What this task involves :: Restrict the output to the lines below starting at the one that contains "Labeling rule: each instance of the bare" and ending at the one that contains "Labeling rule: each instance of the wet", and restate them word for word, both ends included.

(Stored dataset items)
*** Begin section ***

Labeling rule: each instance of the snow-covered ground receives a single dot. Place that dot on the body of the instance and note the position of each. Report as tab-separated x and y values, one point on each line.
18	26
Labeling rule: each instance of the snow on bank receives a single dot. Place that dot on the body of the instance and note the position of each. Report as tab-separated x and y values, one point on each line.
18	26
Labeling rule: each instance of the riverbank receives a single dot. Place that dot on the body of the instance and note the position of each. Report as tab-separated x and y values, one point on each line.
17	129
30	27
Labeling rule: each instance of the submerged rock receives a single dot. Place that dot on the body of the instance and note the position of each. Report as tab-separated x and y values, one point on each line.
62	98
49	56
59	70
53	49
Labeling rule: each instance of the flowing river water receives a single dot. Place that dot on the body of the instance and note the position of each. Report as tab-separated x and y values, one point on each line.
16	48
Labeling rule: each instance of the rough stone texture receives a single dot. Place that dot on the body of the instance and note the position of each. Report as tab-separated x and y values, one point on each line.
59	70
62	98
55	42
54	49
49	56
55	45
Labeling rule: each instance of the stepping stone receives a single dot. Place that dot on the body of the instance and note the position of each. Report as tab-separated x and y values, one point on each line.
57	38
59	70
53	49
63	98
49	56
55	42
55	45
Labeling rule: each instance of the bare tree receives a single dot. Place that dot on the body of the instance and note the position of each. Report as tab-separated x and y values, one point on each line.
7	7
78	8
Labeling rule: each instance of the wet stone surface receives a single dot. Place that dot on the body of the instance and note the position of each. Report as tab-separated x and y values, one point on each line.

*** End section ***
*** Begin section ***

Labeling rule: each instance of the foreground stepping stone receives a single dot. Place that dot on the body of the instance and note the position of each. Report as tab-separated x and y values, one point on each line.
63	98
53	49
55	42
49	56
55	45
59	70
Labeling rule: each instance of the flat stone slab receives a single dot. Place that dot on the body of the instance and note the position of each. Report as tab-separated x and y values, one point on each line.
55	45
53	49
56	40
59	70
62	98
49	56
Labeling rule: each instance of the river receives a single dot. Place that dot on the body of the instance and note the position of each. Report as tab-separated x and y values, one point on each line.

*** End section ***

Written answer ::
Labeling rule: each instance of the bare tree receives a single dot. Place that dot on the body of the instance and note the position of each. Report as tab-separated x and y values, one point on each line.
7	7
78	8
Labeling rule: each instance of the wet stone surface receives a single dot. Place that dot on the body of the instance and note the position of each. Report as tab-separated x and y values, one point on each line.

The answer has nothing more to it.